Une révision déchirante s’opère depuis, mais
dans l’amertume et dans la peur. Et avec un débordement de foi qui
masque mal une infinie désespérance.
La défaite de Nasser, suivie de sa mort, en
septembre 1970, à 52 ans, favorisa l’émergence de divers
projets politiques qui allaient se trouver en compétition pour
recueillir son héritage.
En Egypte même, le pouvoir échut à Sadate, un
personnage que l’on croyait timoré et terne, mais qui se montrera,
au contraire, audacieux et flamboyant. Le plus étrange, dans son
parcours, n’est pas là, cependant ; les dauphins qui se font
tout petits tant que le maître est en vie pour se révéler aussitôt
que le pouvoir leur échoit, sont légion à travers l’Histoire, sous
tous les cieux ; les hommes forts aiment à s’entourer de
personnages qui ne s’opposent pas à eux, qui ne leur font pas
d’ombre, et qui attendent leur heure sans impatience apparente. Le
plus étrange, s’agissant de Sadate, ce n’est pas non plus qu’il ait
réussi, en octobre 1973, à bousculer les positions de l’armée
israélienne par une attaque surprise le long du canal de Suez – ce
qu’en Israël on appelle la guerre du Kippour, et en Egypte la
guerre d’Octobre. Le plus étrange, c’est qu’en réussissant là où
Nasser avait échoué, le nouveau raïs
n’ait pas pu supplanter son prédécesseur dans le cœur des Arabes,
qu’il ait même été brocardé, injurié, mis politiquement « en
quaran taine », et tellement diabolisé dans certains milieux
qu’il allait finir assassiné.
Etrange, oui, et fort révélateur pour qui
cherche à scruter la délicate question de la légitimité. Un peuple
encore sous le choc d’une défaite traumatisante ; soudain, un
nouveau dirigeant apparaît, qui obtient sinon une victoire, du
moins un demi-succès plus qu’honorable ; on aurait dû
l’aduler, l’élever aux nues, l’introniser sans délai parmi les
grands héros de la nation, et c’est l’inverse qui se produit !
Si Sadate devint une icône, ce fut pour l’opinion occidentale, pas
pour l’opinion arabe. Qui, à aucun moment, ne s’identifia à lui. Ni
avant son voyage spectaculaire à Jérusalem en novembre 1977,
ni surtout après. Jamais ne lui fut accordée dans le cœur des
Arabes cette légitimité instinctive, quasiment charnelle, dont
Nasser, malgré ses travers, ses fautes, ses défaites, bénéficia
jusqu’à sa mort.

- DONNÉES EXTRAITES:
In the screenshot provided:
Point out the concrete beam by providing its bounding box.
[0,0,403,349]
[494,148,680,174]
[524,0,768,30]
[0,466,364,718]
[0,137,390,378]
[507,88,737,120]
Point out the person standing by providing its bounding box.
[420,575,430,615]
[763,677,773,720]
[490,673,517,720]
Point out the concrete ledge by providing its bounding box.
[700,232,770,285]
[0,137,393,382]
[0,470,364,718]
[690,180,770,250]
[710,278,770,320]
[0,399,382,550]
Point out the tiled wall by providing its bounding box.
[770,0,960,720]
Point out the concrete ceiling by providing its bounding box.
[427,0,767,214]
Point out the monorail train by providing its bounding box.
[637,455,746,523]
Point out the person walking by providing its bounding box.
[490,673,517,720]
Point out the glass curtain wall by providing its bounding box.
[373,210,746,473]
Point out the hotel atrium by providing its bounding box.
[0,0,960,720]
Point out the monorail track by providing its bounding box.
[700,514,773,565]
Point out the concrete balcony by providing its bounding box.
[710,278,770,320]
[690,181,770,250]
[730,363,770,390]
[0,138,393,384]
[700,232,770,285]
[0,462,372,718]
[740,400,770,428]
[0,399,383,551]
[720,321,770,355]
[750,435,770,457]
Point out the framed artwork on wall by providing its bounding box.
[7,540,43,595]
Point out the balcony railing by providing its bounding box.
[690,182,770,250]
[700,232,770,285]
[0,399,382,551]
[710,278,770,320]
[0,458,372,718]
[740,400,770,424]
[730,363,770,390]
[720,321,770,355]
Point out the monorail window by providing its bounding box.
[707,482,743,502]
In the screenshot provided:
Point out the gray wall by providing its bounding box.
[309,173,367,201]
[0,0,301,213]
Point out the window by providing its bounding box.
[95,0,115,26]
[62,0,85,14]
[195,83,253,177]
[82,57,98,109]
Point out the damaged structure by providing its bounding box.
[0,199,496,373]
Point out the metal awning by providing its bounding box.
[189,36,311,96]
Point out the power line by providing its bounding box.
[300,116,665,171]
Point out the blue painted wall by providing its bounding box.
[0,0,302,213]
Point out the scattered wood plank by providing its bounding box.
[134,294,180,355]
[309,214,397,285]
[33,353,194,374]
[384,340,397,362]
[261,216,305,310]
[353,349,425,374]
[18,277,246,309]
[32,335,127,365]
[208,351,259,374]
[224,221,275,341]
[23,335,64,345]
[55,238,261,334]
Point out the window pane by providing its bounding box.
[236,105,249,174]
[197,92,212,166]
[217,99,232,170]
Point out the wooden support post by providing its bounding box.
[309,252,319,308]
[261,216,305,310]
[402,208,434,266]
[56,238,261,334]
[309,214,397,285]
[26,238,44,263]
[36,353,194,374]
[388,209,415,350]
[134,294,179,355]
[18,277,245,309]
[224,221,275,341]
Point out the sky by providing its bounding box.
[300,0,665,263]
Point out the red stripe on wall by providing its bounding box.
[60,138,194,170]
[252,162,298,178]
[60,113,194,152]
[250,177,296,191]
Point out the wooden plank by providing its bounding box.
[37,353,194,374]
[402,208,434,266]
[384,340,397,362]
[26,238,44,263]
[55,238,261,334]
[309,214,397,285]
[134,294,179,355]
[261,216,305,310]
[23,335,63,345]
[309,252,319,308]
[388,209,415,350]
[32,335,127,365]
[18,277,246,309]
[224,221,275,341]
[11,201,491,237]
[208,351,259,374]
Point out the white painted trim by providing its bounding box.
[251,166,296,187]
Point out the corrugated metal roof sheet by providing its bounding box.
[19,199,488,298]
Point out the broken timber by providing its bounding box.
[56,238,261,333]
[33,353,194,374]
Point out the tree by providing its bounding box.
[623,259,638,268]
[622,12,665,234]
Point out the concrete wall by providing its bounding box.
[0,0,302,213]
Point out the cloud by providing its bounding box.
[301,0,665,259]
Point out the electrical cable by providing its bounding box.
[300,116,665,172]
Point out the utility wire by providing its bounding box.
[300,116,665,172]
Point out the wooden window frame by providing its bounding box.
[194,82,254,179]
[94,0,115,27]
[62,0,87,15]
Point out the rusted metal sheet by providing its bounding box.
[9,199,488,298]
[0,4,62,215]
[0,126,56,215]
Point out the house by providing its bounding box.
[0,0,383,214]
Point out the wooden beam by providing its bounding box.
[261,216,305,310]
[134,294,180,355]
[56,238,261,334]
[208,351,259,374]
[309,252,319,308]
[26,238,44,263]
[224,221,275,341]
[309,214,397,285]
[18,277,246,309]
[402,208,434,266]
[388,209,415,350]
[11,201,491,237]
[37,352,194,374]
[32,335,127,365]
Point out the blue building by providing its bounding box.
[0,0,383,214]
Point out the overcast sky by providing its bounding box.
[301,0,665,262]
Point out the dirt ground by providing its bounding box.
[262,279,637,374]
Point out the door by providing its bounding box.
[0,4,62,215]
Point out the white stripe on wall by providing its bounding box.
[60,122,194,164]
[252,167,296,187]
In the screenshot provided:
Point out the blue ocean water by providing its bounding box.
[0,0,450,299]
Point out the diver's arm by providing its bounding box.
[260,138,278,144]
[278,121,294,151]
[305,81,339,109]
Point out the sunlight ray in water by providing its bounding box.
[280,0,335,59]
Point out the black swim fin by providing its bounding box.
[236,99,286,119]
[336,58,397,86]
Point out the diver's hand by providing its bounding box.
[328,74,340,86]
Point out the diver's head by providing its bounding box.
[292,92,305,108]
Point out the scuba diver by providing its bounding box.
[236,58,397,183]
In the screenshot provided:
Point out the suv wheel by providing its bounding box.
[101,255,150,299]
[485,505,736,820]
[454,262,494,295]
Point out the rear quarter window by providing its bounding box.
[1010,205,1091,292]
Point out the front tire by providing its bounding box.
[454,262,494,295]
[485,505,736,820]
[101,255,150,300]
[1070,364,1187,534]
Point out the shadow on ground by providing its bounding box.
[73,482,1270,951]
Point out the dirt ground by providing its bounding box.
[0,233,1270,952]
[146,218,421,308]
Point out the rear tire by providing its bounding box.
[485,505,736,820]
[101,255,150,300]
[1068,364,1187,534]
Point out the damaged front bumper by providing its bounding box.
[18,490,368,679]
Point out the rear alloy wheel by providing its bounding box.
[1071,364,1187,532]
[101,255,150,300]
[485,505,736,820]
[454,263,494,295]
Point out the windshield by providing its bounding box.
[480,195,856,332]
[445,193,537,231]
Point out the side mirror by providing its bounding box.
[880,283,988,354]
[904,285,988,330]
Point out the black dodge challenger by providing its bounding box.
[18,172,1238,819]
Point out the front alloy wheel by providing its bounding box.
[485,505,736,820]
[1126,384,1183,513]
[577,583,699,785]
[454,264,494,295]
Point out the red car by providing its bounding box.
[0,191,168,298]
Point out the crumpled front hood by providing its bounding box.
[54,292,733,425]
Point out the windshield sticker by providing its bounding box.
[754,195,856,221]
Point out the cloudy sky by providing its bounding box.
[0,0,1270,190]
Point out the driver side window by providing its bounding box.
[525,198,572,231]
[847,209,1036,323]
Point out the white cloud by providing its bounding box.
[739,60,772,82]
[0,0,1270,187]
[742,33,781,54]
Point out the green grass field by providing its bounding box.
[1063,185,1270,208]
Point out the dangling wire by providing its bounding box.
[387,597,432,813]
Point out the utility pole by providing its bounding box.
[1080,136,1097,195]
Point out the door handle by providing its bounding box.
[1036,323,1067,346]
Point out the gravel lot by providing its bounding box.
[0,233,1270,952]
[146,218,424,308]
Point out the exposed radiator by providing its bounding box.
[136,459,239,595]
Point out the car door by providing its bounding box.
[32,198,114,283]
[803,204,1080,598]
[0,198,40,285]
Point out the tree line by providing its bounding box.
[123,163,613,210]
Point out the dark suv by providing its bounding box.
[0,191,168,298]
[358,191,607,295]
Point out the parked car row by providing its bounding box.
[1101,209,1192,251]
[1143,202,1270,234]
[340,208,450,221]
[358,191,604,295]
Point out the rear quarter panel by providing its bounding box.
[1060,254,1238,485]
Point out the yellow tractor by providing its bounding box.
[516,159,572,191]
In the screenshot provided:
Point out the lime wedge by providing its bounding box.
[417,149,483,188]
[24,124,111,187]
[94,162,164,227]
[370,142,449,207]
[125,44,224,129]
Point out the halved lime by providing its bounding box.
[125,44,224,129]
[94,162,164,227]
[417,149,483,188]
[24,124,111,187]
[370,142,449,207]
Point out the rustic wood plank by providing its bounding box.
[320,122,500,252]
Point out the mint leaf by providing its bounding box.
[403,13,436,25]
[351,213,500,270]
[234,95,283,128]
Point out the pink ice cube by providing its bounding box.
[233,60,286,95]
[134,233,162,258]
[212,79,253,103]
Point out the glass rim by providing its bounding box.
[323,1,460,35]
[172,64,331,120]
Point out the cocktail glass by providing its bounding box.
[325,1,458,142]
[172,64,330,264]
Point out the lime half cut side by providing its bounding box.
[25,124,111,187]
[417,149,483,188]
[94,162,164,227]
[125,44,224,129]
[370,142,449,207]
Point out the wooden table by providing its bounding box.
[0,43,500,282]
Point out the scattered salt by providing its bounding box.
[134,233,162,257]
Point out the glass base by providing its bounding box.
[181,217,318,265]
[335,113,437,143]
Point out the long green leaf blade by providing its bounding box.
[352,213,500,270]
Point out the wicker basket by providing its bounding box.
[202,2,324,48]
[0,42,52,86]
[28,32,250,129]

- OBJECTIF DE L'EXERCICE:
D'après le texte à lire, à quelle date et à quel âge Nasser est-il mort ? La liste ci-dessus n'a aucun lien avec le texte à lire.

- CORRIGÉ DE L'EXERCICE:
Il est mort en septembre 1970, à 52 ans.